## PASSAGE PROVIDED

Even though this negative person calls me a hopeless case, I am deeply loved and completely accepted by God. Even though this naysayer continues to hoist my past into full and humiliating view of the public, I am deeply loved and completely accepted by you. Even though this negative person is holding me back, I am completely loved by you...and I am completely accepted by you.
Top of head: I have this negative person in my life.
Eyebrow: This negative person.
Outer eye: This person who labels me a loser...a ne’er do well...riff raff.
Under eye: This person who pushes me down every time I try to get up and move on.
Under nose: This naysayer is really bugging me.
Under lip: This person’s negativity has started to get to me.
Collarbone: People are believing this person’s negative talk about me.
Underarm: I don’t know what to do. I feel trapped.
Wrists: I may be believing some of this negative person’s beliefs about me.

Top of Head: Even though this person is saying negative things about me, I am deeply loved and completely accepted by God.
Eyebrow: Even if I’m as bad as this person is saying, I am deeply loved and completely accepted by God.
Outer eye: I’m probably not THAT bad.
Under eye: This negative person is relentless.
Under nose: I don’t know why they are relentless.
Under lip: When I was a child and someone behaved like this s/he was called a “bully.”
Collarbone: This bully is deeply loved and completely accepted by God.
Underarm: When a bully hurt someone when I was a child, I could find an adult to resolve the issue.
Wrists: Perhaps God can resolve this issue through this tapping prayer.
Top of head: I wonder what’s in it for me to continue my relationship with this person? Maybe I could change this relationship.
Eyebrow: Maybe I could put some limits on this relationship.
Outer eye: The negative person might get upset.
Under eye: I’m upset.
Under nose:I can consider letting go of this negativity.
Under lip: I can consider claiming my own truth.
Collarbone: I am deeply loved and completely accepted by God.
Underarm: I can consider that I am free from this negative person’s remarks and behavior.
Wrists: I have this negative person in my life.
Top or Head: Even though I have this negative person in my life, I am deeply loved and completely accepted by God.

Take a deep breath...and thank God for being with you as an advocate and healer regarding this bully in your life. Check your SUD and determine if the spirit has shifted any when you think about this naysayer who has been bringing you down. If there are any new issues that came up while you were praying, write those down, give them a SUD, and try prayer tapping on those issues.

## RECORDED DATA
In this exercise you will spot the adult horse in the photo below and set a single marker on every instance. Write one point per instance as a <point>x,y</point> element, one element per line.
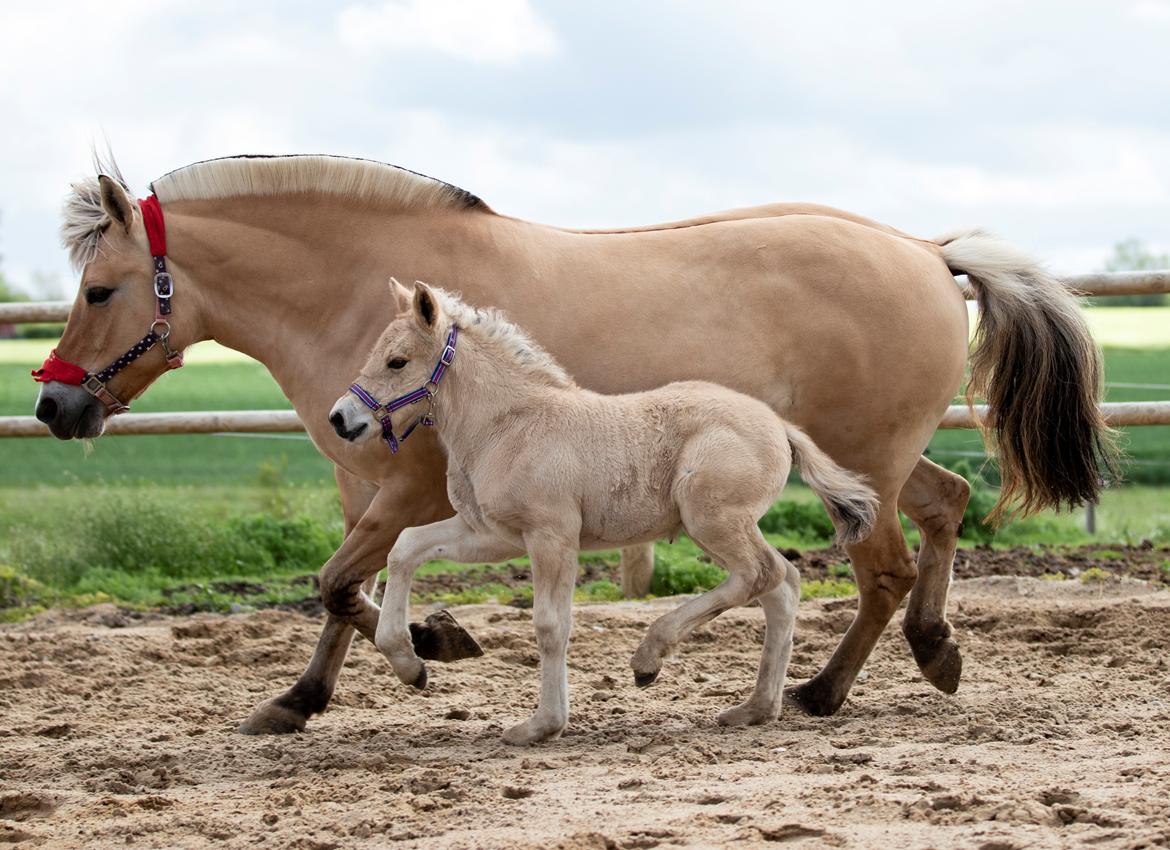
<point>847,328</point>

## TASK BRIEF
Can you carry on the tapping prayer about a negative person, placed above the data, picking up right after its last sentence?

## OUTPUT FOR THIS EXERCISE
When Jesus heard the naysayers complaining about Matthew, he let them know that they had it all wrong. He affirmed that Matthew was on the right track and that it was the religious leaders who had some “‘splaining to do.”

Peace,
todd
ps. Check out next week’s Tuesday Tap: prayer tapping on not having enough time to do everything.

Friday, March 29, 2013

Good Friday tapping on the death of a loved one


50 And when Jesus had cried out again in a loud voice, he gave up his spirit.
51 At that moment the curtain of the temple was torn in two from top to bottom. The earth shook, the rocks split 52 and the tombs broke open. The bodies of many holy people who had died were raised to life. 53 They came out of the tombs after Jesus’ resurrection and[e] went into the holy city and appeared to many people.
54 When the centurion and those with him who were guarding Jesus saw the earthquake and all that had happened, they were terrified, and exclaimed, “Surely he was the Son of God!” --Matthew 27: 50-54


I have been with many people as they died. Sometimes the passing from this life into a next is peaceful. Sometimes it’s restless. Sometimes (as in Jesus’ case) traumatic. When death comes, the person is still. They are at peace. The family and friends who gather by their side at that moment, have lots of other responses ranging from sadness, to disbelief, to anger, to regret, to relief, to confusion. People might even cry out something unusual, like, “Surely he was the Son of God!”

All of these emotions can leave the survivor feeling less than peaceful. God hopes for us to have peace, even in the midst of our grief. Today’s tapping prayer is targeted at the grief we experience after the death of a loved one.


Before we begin to pray, please take a moment to identify a loss in your life. Take an inventory of the feelings you have associated with that loss, and give those feelings a SUD. If you are new to tapping prayer, you can learn the basic recipe by clicking here. After you choose one feeling (there will be time to attend to other feelings around your loss after we pray for this first issue), please take responsibility for your tapping prayer, and let’s pray:


Surely you know the pain of loss, God. You watched Jesus die a terrible death. You were there with his family and friends as he drew his last breath. You gathered Jesus up into your arms and brought him into new life, even though those by his side could only think about the days that they had already spent with him. We have experienced such a loss in our life. We have deep feelings associated with that loss, and we are bringing those feelings to you today, in prayerful hope that you can heal us, and bring us peace.

Hear us as we pray,
Karate Chop: Even though I have this loss, I am deeply loved and completely accepted by God. Even though my loved one has died, I am deeply loved and completely accepted by God. Even though I have this heavy feeling associated with my loved one’s death, God is loving me and accepting me completely.
Top of Head: I have this loss.
Eyebrow: I miss my loved one a lot.
Outer eye: I have this deep feeling about my loved one’s death.
Under eye: I have this deep feeling about God concerning my loved one’s death.
Under nose: I have this death I am dealing with.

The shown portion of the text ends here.